• [TASK REQUIREMENTS] Please reproduce the entries exactly as they appear below, but not the pictures.

-------- SOURCE DATA --------

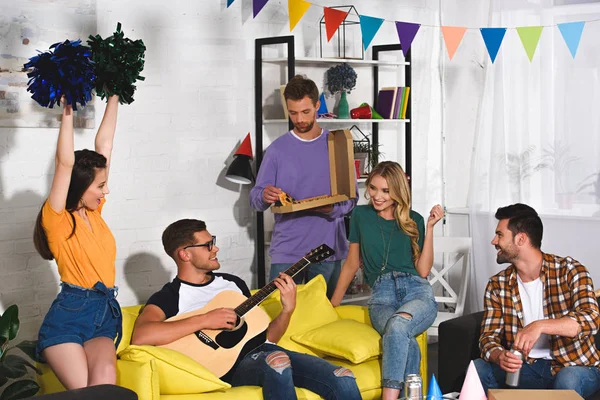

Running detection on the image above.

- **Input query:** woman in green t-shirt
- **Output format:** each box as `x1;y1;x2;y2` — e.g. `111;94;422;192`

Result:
331;161;443;400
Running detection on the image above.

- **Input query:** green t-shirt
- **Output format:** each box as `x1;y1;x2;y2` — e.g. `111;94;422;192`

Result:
348;205;425;286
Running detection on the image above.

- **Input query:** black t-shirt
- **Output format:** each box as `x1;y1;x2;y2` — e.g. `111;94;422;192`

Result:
146;273;267;383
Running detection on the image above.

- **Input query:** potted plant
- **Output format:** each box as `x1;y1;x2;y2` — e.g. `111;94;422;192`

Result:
325;63;357;119
0;305;40;400
353;140;383;176
353;141;370;177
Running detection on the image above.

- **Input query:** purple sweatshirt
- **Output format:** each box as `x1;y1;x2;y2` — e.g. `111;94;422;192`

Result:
249;129;358;264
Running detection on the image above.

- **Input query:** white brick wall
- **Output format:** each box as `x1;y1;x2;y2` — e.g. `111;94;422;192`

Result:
0;0;483;341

--------

• [ANSWER]
Running detection on the image above.

- **Input query:** woman in green t-shirt
- **Output format:** each box as `x1;y1;x2;y2` — e.g. `111;94;422;192`

Result:
331;161;443;400
Running detection on the image above.

- **Input query:** green t-shirt
- **Output format:** each box as `x1;y1;x2;y2` — e.g. `111;94;422;192`

Result:
348;205;425;286
Running detection on the image above.

- **Input query:** black t-shirt
- **Output format:** each box as `x1;y1;x2;y2` — e.g. `111;94;422;192`

Result:
146;273;267;383
Running detection on the image above.

- **Input query:** potted plant
- **Output format:** each box as `x1;y1;x2;y2` — e.g. `111;94;422;192`

Result:
325;63;357;119
0;305;40;400
353;140;383;176
353;141;370;177
Running detection on the image above.

- **Input query:** purple sweatshirt
- **Output format:** each box as `x1;y1;x2;y2` — e.g. `111;94;422;192`

Result:
249;129;358;264
Running detection on the image above.

- **Input query:** white brick wall
- **Output format:** each box as `x1;y1;x2;y2` — e.g. `111;94;422;192`

Result:
0;0;483;341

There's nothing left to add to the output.